YOUR ASSIGNMENT
Within the entries below, the lines from the one with "276L356 264L340 283L348" through the one with "positive clicks: (368, 285)" are to be set down exactly, both ends kept.

::: PROVIDED RECORDS :::

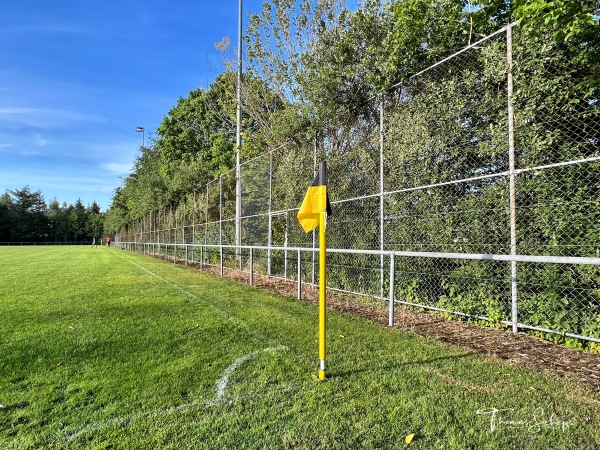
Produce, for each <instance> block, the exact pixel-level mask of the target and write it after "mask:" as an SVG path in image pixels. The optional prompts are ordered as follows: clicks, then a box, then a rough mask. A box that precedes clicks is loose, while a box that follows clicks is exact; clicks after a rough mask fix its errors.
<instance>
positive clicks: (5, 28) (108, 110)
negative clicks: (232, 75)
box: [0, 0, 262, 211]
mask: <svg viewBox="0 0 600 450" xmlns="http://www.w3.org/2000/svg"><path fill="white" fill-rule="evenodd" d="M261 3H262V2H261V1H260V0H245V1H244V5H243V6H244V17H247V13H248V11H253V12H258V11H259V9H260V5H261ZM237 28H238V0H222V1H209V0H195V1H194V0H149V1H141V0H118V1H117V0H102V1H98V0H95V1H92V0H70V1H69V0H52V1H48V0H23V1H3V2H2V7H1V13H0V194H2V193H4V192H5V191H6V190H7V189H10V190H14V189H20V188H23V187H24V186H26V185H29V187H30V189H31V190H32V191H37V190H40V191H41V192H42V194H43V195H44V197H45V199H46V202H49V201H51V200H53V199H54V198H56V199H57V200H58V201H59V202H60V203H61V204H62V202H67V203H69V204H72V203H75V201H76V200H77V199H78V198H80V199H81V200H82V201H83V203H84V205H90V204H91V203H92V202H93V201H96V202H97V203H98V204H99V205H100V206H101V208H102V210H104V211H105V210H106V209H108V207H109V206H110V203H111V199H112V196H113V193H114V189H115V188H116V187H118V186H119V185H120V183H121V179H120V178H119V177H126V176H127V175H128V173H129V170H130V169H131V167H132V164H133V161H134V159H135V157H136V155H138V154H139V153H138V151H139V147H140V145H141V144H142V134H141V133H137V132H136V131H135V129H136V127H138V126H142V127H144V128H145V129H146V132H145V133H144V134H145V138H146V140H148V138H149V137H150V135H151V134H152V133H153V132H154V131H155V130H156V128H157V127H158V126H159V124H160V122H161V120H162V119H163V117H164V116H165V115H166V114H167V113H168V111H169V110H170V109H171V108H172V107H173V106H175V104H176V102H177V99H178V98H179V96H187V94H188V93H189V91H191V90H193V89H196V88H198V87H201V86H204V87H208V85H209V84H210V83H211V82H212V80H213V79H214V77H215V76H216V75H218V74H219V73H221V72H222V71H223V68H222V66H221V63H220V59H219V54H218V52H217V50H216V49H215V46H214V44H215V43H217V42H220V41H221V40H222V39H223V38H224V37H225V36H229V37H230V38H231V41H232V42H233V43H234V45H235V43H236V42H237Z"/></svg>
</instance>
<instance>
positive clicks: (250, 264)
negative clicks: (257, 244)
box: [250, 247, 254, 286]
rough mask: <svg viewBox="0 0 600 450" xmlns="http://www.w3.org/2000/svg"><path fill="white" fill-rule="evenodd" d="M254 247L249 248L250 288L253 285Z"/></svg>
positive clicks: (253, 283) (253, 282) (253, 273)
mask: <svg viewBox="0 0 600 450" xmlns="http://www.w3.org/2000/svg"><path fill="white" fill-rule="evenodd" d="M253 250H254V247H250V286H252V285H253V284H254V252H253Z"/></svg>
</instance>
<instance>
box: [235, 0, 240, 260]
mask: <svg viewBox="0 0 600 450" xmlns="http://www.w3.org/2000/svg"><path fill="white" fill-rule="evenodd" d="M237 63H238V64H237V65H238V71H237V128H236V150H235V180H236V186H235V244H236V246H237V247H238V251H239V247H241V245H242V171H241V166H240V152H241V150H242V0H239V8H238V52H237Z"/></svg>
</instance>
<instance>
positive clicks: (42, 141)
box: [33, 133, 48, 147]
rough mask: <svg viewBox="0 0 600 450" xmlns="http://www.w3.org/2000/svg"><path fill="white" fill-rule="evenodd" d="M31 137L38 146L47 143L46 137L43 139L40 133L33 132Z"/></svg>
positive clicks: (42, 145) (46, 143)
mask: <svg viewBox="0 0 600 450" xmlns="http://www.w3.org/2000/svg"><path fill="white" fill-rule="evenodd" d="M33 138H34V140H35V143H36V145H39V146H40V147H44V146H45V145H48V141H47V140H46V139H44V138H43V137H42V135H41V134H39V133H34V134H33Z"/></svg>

:::
::: PROVIDED RECORDS :::

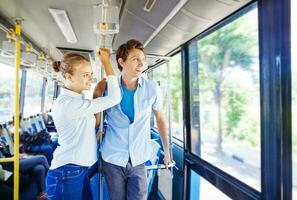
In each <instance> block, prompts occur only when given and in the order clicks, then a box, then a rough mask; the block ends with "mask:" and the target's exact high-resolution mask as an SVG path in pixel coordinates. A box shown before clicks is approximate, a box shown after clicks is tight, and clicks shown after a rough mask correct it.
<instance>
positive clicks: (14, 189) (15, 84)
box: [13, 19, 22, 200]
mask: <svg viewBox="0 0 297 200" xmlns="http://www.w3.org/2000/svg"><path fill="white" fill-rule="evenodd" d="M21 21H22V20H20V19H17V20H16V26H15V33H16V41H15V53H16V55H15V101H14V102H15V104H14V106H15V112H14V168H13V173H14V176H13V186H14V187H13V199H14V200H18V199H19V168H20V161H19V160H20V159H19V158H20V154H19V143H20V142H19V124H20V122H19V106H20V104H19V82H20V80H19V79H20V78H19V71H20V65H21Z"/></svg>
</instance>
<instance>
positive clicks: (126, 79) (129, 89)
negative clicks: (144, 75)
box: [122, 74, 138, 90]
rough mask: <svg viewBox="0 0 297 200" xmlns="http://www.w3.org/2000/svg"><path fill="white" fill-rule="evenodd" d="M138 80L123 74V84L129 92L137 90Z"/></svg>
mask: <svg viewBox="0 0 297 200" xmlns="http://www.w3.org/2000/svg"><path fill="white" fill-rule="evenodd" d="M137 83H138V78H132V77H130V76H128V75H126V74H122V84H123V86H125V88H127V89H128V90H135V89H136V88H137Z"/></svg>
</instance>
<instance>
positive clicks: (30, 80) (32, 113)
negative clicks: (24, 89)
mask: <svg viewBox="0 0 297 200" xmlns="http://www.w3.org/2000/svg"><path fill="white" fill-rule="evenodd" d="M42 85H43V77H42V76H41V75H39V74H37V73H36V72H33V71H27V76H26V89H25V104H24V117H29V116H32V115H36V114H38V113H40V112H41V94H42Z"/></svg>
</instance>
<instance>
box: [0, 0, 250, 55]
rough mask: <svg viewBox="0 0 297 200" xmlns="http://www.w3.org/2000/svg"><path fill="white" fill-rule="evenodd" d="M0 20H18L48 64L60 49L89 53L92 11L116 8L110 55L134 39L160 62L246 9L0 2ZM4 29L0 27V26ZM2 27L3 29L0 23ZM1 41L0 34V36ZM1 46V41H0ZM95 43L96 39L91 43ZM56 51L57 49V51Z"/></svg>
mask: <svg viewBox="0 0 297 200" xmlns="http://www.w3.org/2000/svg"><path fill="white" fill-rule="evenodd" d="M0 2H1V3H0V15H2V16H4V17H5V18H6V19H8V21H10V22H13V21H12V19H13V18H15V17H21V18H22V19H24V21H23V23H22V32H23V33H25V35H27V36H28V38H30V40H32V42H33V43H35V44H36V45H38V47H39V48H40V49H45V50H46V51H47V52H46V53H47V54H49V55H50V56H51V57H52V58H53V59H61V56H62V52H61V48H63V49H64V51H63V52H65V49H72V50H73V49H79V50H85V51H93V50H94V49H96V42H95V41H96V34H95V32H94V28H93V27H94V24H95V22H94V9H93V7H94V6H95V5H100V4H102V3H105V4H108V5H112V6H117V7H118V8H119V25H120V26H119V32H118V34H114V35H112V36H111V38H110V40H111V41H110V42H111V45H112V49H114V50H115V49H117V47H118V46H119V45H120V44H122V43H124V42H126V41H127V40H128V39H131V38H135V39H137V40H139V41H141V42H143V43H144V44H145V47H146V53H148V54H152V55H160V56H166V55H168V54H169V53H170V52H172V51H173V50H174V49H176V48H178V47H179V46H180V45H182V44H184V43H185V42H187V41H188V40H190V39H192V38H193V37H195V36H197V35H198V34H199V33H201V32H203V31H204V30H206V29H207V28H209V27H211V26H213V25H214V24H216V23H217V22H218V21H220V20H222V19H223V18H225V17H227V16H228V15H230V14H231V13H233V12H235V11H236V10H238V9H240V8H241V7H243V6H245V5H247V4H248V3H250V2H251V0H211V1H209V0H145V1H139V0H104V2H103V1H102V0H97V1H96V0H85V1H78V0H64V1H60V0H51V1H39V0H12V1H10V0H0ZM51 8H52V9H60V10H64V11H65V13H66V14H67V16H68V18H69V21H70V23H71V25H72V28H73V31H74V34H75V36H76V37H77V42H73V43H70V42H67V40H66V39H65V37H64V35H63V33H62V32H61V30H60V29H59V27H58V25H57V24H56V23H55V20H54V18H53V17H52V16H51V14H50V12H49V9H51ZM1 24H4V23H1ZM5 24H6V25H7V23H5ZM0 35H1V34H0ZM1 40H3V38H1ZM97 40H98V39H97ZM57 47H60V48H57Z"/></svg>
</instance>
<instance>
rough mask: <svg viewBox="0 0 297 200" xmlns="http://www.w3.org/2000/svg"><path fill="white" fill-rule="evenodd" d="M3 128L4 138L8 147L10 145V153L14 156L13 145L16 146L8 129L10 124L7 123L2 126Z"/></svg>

:::
::: PROVIDED RECORDS :::

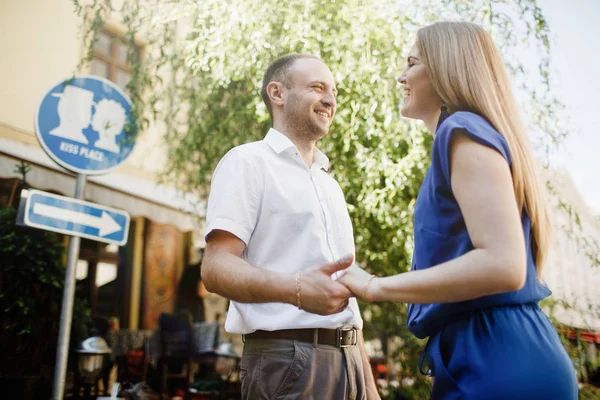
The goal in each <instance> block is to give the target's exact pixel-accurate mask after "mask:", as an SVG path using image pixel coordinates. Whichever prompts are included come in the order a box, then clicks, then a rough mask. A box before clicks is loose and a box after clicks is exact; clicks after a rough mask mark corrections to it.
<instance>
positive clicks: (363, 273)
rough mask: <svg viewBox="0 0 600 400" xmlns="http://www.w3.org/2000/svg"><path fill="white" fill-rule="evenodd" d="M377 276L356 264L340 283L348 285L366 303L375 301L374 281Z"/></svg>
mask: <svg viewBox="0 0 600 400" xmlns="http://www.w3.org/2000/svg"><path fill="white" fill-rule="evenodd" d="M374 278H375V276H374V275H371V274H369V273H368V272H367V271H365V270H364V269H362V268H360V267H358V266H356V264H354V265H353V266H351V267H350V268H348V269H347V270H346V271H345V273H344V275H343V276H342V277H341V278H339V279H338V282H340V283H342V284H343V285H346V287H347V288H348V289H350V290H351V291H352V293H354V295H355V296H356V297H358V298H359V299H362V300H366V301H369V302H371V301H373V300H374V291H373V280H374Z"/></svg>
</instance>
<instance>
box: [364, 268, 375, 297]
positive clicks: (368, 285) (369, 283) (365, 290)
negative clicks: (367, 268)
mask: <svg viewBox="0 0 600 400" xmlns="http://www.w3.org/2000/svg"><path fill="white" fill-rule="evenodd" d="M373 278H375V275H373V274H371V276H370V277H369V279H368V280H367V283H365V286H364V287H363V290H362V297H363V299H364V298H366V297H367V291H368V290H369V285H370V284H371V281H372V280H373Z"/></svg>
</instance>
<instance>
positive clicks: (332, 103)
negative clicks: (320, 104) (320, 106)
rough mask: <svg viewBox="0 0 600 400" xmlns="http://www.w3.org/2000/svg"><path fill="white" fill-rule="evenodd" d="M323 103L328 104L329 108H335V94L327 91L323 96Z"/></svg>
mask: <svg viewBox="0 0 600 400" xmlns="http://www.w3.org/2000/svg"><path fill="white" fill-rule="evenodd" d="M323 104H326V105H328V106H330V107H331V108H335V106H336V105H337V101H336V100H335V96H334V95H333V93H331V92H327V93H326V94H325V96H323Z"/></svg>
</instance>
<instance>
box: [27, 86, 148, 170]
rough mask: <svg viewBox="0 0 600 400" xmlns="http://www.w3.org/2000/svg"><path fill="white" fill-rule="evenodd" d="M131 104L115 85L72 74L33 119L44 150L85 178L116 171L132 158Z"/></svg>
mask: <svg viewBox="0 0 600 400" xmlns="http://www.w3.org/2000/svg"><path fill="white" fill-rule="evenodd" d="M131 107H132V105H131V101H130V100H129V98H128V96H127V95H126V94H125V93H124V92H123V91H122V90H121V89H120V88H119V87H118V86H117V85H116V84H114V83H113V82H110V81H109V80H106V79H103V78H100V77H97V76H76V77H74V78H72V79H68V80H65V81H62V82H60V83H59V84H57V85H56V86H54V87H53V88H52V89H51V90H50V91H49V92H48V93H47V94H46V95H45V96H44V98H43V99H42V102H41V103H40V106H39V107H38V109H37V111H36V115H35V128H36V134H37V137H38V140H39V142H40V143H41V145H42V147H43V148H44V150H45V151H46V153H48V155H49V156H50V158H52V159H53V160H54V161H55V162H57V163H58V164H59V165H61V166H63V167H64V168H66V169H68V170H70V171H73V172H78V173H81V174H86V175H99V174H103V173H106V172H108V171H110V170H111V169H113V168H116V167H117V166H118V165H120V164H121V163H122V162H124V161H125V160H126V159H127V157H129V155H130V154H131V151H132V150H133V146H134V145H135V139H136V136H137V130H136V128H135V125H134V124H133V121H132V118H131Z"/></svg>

:::

PROBLEM SOLUTION
rough mask: <svg viewBox="0 0 600 400" xmlns="http://www.w3.org/2000/svg"><path fill="white" fill-rule="evenodd" d="M377 276L356 264L340 283L348 285L366 303L375 301L374 281Z"/></svg>
mask: <svg viewBox="0 0 600 400" xmlns="http://www.w3.org/2000/svg"><path fill="white" fill-rule="evenodd" d="M374 278H375V276H374V275H371V274H369V273H368V272H367V271H365V270H364V269H362V268H360V267H358V266H356V264H354V265H353V266H351V267H350V268H348V269H347V270H346V271H345V273H344V275H343V276H342V277H341V278H339V279H338V282H340V283H342V284H343V285H346V287H347V288H348V289H350V290H351V291H352V293H354V295H355V296H356V297H358V298H359V299H362V300H366V301H369V302H371V301H373V300H374V291H373V280H374Z"/></svg>
</instance>
<instance>
box: [364, 268, 375, 297]
positive clicks: (368, 285) (369, 283) (365, 290)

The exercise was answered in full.